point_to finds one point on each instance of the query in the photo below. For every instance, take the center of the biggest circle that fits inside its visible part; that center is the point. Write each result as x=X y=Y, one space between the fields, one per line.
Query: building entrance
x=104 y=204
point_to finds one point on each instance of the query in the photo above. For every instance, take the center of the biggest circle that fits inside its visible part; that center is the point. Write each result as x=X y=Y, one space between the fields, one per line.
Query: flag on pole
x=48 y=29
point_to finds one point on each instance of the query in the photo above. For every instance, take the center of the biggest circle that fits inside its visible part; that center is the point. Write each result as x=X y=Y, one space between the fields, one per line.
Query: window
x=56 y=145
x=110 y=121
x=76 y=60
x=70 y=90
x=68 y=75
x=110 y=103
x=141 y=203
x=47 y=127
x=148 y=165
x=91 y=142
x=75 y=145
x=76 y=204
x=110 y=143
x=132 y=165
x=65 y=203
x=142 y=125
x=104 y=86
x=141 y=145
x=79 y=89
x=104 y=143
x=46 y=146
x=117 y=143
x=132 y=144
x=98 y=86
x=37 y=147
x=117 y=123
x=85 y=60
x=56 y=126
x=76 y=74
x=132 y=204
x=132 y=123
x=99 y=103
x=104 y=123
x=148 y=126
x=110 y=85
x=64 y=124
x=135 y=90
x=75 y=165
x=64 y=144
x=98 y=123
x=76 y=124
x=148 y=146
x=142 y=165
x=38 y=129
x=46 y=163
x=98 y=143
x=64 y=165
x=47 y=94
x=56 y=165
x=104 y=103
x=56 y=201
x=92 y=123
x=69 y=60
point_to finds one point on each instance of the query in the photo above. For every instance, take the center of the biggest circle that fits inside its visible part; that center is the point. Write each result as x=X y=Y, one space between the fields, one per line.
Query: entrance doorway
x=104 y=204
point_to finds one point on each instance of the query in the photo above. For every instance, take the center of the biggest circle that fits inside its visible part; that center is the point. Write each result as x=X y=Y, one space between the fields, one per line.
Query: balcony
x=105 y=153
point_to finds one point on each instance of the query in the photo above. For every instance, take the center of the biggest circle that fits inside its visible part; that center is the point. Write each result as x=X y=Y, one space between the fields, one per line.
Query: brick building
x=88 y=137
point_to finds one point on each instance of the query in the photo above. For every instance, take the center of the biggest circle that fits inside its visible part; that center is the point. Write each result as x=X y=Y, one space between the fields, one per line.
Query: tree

★ ★ ★ ★ ★ ★ ★

Stated task:
Copy all of the records above word for word, leaving every line unchanged.

Answer to this problem:
point_to finds one point on each instance of the query in the photo below. For every instance, take the center of the biggest circle that fits inside its visible part; that center is the point. Write each result as x=X y=Y, one space between the fields, one per line.
Query: building entrance
x=104 y=204
point_to finds one point on each instance of the query in the photo above. For every instance, take the center of the biggest circle that fits inside its visible part; that center is the point. Write each result as x=X y=Y, one space between the fields, one per line.
Query: flag on pole
x=48 y=29
point_to finds one point on each instance of the query in the photo above. For every instance, take the center of the biggest circle that fits inside its visible part; that center is the point. Write each result as x=X y=Y, one space between the fields, one per line.
Query: window
x=56 y=145
x=110 y=121
x=76 y=60
x=70 y=90
x=68 y=75
x=110 y=103
x=141 y=203
x=47 y=127
x=148 y=165
x=91 y=142
x=75 y=145
x=76 y=204
x=110 y=143
x=132 y=165
x=65 y=203
x=142 y=125
x=104 y=86
x=141 y=145
x=79 y=89
x=104 y=143
x=46 y=146
x=117 y=143
x=132 y=144
x=98 y=86
x=37 y=147
x=117 y=123
x=85 y=60
x=56 y=126
x=76 y=74
x=132 y=204
x=132 y=123
x=99 y=103
x=104 y=123
x=148 y=126
x=110 y=85
x=64 y=124
x=135 y=90
x=75 y=165
x=64 y=144
x=98 y=123
x=76 y=124
x=148 y=146
x=142 y=165
x=38 y=129
x=46 y=163
x=98 y=143
x=64 y=165
x=47 y=94
x=56 y=165
x=104 y=103
x=56 y=201
x=92 y=123
x=69 y=60
point_to finds one point on each instance of the query in the photo above. For every instance, take the center of the biggest circle that fits inside its visible part; that center is the point. Write each result as x=X y=Y, one space between the fields, one per line.
Query: entrance doorway
x=104 y=204
point_to finds one point on each instance of the query in the photo above. For every instance, take the center of the biggest circle that fits inside its visible part; that center is the point. Write each result as x=X y=Y, one space between the fields, one per line.
Query: balcony
x=105 y=153
point_to finds one point on each instance of the query in the photo above. For every instance, take the center of the biggest circle that fits inside its visible part; that center is the point. Write each result as x=X y=Y, one space between the fields, one per line.
Query: brick building
x=88 y=137
point_to finds one point on each instance of the query in the photo above. For every instance, take the center of the biggest circle that fits inside its visible part; that center is the point. Write each result as x=X y=Y, one space between the fields, one per line.
Query: tree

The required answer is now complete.